___ Text to read ___

Home > Desert & Canyon > San Rafael Swell > Chute of Muddy Creek  
  Hiking the Chute of Muddy Creek

Wading Muddy Creek
Total Distance: 15 miles one way
Time Needed: 1-2 days (not incl. driving time)
Rating: Moderate to Difficult
Starting Point:: 5,100 feet
Elevation Drop 300 feet
Maps: USGS 7.5" Hunt Draw and Tomsich Butte; USGS 1:100,000 San Rafael Desert


Isolated, rugged canyons with lots of wading in cool water and spectacular narrows characterize Muddy Creek.  One of the premier canyons in the San Rafael Swell, it features an amazing log jam over 25 feet above your head, and a section with wall-to-wall water six feet deep during spring runoff. Summer hiking offers the chance to cool off in the canyon's shady, low-level waters (if you can stand the bugs).
Directions to Trailhead

From Salt Lake City, drive south on I-15 and take Exit 222 (just after Nephi). Continue south on Hwy 28 to Salina and get on I-70 going east. Leave the freeway at Ranch Exit 129. Turn right on a dirt road which parallels the freeway (going west) before turning sharply south. After about 10 to 15 minutes a road comes in from the right but continue straight. After this junction just follow the signs to Red Canyon or McKay Flat -- either road will get you to the Hondoo Arch camping area (the hike's beginning. If in doubt take the right forks. Either road will get you to the Hondoo Arch camping area (the hike's beginning).

To Leave Transportation at End of Hike: Take the McKay Flat road and turn south at the Hidden Splendor Mine sign. After a descent of a red-rock cliffed area, you'll find the mine marked by a metal tank (on left) and a debris mound. This is the end of the hike; leave bikes or vehicles here.

___

**Written request 1**:
Using the hiking text, answer each question briefly:
(a) What is the total distance of the hike?
(b) At which exit should a driver leave I-70?
(c) What two things mark the Hidden Splendor Mine?
The listing that follows has no connection to the hiking text.

___ Data lines ___

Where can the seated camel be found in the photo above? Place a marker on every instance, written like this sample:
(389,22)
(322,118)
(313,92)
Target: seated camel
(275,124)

___

**Written request 2**:
Echo the whole listing back, line for line, with no changes.

**Complete answer 1**:
(a) 15 miles one way
(b) Ranch Exit 129
(c) A metal tank (on the left) and a debris mound

**Complete answer 2**:
Where can the seated camel be found in the photo above? Place a marker on every instance, written like this sample:
(389,22)
(322,118)
(313,92)
Target: seated camel
(275,124)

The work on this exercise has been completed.